◆ Stated exercise 1: Reproduce, word for word, the part of the commentary below that opens with the words containing "These are the" and closes with "solid, does it.".

◆ Provided text:
In fact, if the previous generation was the "Me-Generation," then ours is
the "I-Generation," or rather, the "EYE-Generation." Everything is a
matter of appearances, created in such a manner as to seduce a person
through his or her eyes to Eisav's way of life. Balak and Bilaam did not
have to kill us, but just curse us, and let history run its course against
the Jewish people.
Thus, the parshah of the spies ends off with the warning to not spy after
our eyes.
SEUDOS SHLISHIS:
The vision of Yeshayahu, son of Amotz, which he saw . . . (Yeshayahu
1:1)
These are the opening words of the Haftarah for Shabbos Chazon - the
Shabbos in advance of Tisha B'Av. Last week the Haftarah began speaking
about hearing, and the week before that, about speech. As the Pri Tzaddik
points out, the three haftarot follow a progression up from the mouth to
the eyes, from speech to vision, a rectification for the sin of the spies.
As scientists will tell you, physical life is an optical illusion. Things
seem solid through-and-through, like an oak table for example. However, if
you were to take the molecules making up the oak table and enlarge them to
a much larger size, so that the nucleus would be about the size of an
apple, the distance between the electrons and their nucleus around which
they are buzzing about would equal a couple of miles, between which there
would be nothing else. Doesn't sound too solid, does it.
For example, the magnetic pull that keeps the electrons in orbit around
the nucleus is so strong that separating the table's molecules becomes a
matter of physically tearing them apart from one another with a saw. But
since this takes place beyond the view of the physical eye, on a sub-
atomic level, the brain is quite content to make the assumption that the
molecules of the oak table are packed next to each other with no space in-
between, perhaps with the help of crazy glue or the like.

◆ Exercise materials:
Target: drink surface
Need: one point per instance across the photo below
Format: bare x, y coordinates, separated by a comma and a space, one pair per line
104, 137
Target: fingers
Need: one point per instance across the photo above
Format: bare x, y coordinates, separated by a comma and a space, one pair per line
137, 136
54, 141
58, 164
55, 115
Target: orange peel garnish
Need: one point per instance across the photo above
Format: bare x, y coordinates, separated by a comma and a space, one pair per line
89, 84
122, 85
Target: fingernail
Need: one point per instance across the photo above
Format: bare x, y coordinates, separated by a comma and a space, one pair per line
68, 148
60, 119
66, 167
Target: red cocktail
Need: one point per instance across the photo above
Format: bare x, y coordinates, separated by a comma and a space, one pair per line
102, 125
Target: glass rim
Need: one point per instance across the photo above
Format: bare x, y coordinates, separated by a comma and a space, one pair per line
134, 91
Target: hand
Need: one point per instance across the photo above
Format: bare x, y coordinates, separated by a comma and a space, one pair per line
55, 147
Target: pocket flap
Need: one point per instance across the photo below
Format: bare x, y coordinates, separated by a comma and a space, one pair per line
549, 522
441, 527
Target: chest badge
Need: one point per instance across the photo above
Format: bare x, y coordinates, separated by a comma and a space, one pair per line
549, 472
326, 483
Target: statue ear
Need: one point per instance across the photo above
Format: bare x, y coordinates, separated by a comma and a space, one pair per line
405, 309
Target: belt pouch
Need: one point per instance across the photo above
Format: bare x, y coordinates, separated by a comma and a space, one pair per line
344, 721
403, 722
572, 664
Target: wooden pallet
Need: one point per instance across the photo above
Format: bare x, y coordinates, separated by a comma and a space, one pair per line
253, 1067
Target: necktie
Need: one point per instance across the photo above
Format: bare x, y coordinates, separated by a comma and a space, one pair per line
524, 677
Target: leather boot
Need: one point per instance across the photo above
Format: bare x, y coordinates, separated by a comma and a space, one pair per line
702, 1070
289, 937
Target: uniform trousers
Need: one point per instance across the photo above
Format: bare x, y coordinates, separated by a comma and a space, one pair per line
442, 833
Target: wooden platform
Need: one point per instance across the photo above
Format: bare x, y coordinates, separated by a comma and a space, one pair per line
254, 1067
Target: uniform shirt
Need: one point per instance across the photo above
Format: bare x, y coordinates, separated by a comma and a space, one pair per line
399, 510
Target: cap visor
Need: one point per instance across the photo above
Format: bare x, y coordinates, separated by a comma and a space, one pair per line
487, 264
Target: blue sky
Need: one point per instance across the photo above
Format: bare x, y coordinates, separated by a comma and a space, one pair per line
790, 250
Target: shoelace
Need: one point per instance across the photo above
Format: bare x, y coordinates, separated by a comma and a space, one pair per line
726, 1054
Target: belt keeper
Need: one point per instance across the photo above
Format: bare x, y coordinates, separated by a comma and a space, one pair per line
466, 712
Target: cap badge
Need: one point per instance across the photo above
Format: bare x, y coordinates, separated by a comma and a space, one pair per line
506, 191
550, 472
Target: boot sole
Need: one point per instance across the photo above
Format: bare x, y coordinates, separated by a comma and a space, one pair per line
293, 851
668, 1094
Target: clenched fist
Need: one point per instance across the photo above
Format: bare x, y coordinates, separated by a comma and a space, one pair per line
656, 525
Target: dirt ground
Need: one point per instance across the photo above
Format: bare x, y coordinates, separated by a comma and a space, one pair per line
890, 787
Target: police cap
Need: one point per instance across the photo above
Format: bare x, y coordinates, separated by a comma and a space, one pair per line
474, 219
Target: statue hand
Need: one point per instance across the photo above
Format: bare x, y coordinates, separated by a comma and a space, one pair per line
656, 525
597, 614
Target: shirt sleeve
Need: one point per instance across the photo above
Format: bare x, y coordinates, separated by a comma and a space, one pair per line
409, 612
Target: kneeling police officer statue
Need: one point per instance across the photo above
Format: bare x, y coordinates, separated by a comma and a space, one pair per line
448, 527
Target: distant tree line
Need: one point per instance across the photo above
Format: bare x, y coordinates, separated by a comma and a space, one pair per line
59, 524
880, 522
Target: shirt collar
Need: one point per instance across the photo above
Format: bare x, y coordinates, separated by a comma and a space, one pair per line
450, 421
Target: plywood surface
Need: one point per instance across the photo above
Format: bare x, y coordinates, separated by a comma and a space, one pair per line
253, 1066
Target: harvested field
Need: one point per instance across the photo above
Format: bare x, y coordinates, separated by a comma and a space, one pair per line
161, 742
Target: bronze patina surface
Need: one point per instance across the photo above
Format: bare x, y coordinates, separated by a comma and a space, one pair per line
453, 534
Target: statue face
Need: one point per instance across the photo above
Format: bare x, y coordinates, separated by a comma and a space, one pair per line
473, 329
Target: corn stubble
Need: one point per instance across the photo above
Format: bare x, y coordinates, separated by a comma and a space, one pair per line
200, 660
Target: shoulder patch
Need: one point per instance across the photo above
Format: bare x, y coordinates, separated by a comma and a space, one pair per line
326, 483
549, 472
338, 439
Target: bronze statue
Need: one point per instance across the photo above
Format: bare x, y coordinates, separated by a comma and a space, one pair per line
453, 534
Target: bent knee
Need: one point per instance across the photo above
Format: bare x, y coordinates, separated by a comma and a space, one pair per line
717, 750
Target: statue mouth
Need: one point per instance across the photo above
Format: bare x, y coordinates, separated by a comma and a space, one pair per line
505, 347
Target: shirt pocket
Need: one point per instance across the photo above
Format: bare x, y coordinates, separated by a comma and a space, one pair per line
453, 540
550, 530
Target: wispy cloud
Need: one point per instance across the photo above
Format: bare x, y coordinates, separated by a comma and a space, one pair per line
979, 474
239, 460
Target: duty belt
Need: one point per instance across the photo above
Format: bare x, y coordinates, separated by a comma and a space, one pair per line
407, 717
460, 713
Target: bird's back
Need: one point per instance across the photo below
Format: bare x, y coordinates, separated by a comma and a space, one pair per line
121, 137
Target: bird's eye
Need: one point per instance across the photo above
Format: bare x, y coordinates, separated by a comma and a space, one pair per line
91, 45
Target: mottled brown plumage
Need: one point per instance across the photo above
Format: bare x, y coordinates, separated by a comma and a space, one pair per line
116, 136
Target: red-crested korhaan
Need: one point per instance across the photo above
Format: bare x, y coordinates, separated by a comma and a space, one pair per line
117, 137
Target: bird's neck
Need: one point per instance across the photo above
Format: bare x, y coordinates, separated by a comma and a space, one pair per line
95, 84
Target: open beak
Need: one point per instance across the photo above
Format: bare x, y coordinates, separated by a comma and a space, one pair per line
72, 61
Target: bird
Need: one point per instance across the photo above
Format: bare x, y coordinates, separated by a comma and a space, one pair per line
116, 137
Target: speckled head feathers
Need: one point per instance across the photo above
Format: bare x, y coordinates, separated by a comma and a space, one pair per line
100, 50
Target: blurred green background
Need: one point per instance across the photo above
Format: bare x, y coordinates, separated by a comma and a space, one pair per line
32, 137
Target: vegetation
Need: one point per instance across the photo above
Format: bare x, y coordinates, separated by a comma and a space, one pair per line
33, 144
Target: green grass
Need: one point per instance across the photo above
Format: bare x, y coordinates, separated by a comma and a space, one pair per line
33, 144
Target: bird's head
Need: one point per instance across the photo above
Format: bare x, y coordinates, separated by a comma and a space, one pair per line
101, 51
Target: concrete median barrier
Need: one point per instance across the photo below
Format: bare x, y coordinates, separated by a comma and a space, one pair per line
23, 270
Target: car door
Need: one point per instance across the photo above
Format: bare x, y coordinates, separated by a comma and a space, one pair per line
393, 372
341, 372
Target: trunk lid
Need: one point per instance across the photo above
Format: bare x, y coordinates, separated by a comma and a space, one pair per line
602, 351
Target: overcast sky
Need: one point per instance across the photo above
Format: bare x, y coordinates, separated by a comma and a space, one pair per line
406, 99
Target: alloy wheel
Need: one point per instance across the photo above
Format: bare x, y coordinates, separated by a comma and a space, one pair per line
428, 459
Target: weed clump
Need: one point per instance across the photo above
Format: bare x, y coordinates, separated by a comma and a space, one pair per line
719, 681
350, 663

◆ Stated exercise 2: Please collect every row above that holds the word "bronze" and copy each one in full. Case counts.

◆ Final result 1:
These are the opening words of the Haftarah for Shabbos Chazon - the
Shabbos in advance of Tisha B'Av. Last week the Haftarah began speaking
about hearing, and the week before that, about speech. As the Pri Tzaddik
points out, the three haftarot follow a progression up from the mouth to
the eyes, from speech to vision, a rectification for the sin of the spies.
As scientists will tell you, physical life is an optical illusion. Things
seem solid through-and-through, like an oak table for example. However, if
you were to take the molecules making up the oak table and enlarge them to
a much larger size, so that the nucleus would be about the size of an
apple, the distance between the electrons and their nucleus around which
they are buzzing about would equal a couple of miles, between which there
would be nothing else. Doesn't sound too solid, does it.

◆ Final result 2:
Target: bronze patina surface
Target: bronze statue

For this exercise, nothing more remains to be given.